APONTAMENTOS SÉRIOS... TERCEIRA PARTE
Máuri de Carvalho
O obstáculo real à democratização das administrações
estaduais e nacional é a burocracia constitutiva do poder real, cujo conteúdo
material representa a ilusão do burocrata maior e seus asseclas apaniguados.
Parafraseando um advogado do século XX, diria que, se por um
lado, o burocratismo é a doença infantil do judô, por outro lado, a alardeada
crise de identidade do Judô não é nova, mas uma crise balzaquiana, com mais de
trintas anos.
É fato que a Era Mamede
transformou a CBJ em uma espécie de República de burocratas, fenômeno
incontornável cuja supressão é possível, mas apenas quando o interesse geral
for transformado em interesse particular e já não houver mais diferença entre o
interesse coletivo e o interesse do individual.

***

[OBJETIVO DO EXERCÍCIO]: Liste todos os tipos de interesse mencionados no trecho sobre a burocracia no judô, com as palavras do próprio texto.

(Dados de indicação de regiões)
***

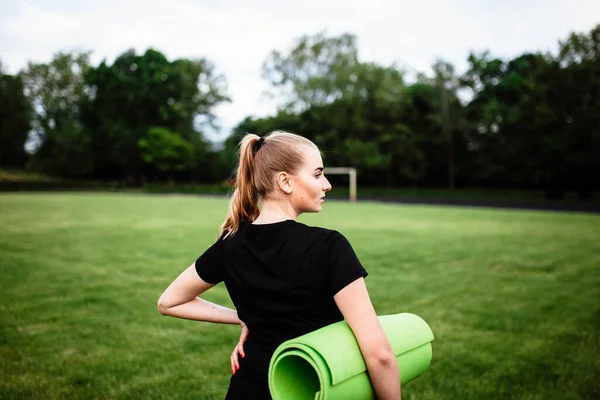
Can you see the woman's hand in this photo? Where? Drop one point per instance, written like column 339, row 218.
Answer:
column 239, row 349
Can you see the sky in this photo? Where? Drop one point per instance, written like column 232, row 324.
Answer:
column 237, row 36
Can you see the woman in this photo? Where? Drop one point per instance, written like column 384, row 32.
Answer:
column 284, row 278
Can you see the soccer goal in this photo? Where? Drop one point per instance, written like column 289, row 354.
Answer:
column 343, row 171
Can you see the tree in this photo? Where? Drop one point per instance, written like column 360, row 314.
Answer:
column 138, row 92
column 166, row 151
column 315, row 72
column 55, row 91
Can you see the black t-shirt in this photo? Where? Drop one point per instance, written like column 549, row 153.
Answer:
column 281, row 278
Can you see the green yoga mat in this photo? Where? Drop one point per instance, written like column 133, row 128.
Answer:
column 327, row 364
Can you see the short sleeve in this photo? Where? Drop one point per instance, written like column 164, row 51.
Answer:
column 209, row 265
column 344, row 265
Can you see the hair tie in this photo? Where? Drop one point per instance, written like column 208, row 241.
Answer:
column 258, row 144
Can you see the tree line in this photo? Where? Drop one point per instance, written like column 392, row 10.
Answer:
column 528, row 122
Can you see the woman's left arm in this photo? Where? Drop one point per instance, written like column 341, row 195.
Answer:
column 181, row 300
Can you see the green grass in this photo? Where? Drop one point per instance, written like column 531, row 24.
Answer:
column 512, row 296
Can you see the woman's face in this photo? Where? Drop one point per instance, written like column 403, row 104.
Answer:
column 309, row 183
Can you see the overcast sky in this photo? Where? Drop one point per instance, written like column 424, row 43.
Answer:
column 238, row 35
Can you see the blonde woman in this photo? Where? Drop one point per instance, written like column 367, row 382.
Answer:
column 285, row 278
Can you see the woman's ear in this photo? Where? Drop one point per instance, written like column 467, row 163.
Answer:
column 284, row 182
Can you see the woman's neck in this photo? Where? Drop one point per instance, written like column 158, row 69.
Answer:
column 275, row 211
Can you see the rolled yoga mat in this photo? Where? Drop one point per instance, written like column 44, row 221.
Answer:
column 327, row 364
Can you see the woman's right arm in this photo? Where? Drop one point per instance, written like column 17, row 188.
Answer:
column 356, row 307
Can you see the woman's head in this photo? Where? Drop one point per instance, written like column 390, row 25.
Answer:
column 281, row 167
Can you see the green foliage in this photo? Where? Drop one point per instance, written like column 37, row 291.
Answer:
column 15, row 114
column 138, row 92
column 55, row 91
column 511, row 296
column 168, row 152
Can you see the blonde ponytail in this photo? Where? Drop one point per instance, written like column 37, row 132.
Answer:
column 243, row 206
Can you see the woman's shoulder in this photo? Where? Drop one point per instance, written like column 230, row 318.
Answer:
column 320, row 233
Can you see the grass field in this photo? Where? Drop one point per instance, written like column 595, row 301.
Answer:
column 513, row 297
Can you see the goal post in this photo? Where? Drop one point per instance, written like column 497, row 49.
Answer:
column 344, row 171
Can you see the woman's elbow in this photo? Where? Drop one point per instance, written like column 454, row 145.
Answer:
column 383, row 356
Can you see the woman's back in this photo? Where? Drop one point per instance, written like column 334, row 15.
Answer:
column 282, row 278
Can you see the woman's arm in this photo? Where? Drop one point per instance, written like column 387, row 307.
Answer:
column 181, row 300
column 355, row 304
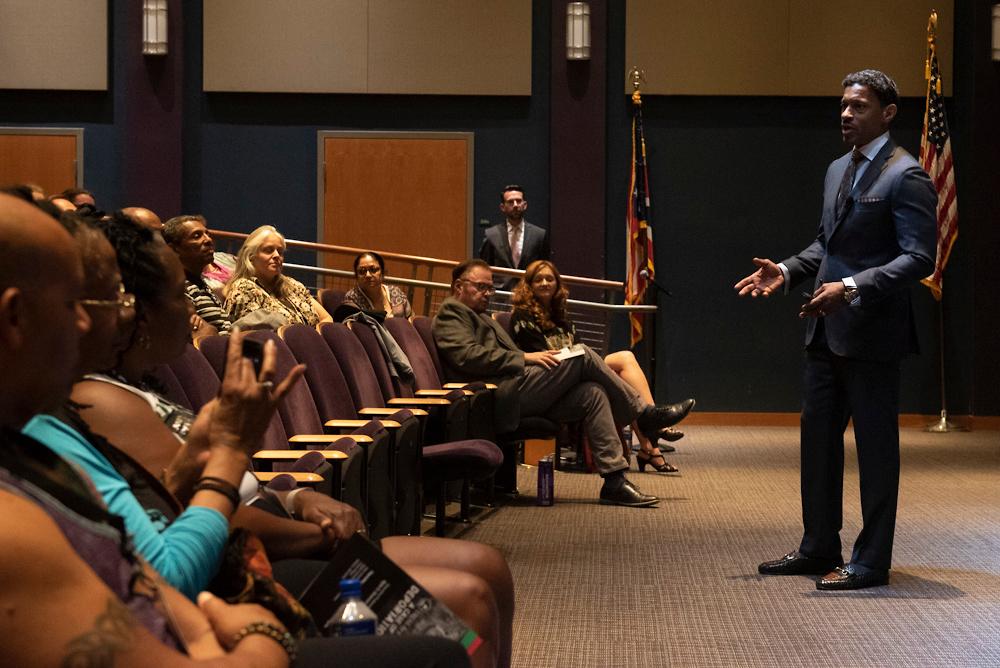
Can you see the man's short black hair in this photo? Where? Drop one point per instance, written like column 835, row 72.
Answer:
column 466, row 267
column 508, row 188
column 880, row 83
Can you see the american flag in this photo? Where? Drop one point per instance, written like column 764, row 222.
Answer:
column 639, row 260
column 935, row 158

***

[RESOLUÇÃO DO EXERCÍCIO]: interesse geral; interesse particular; interesse coletivo; interesse do individual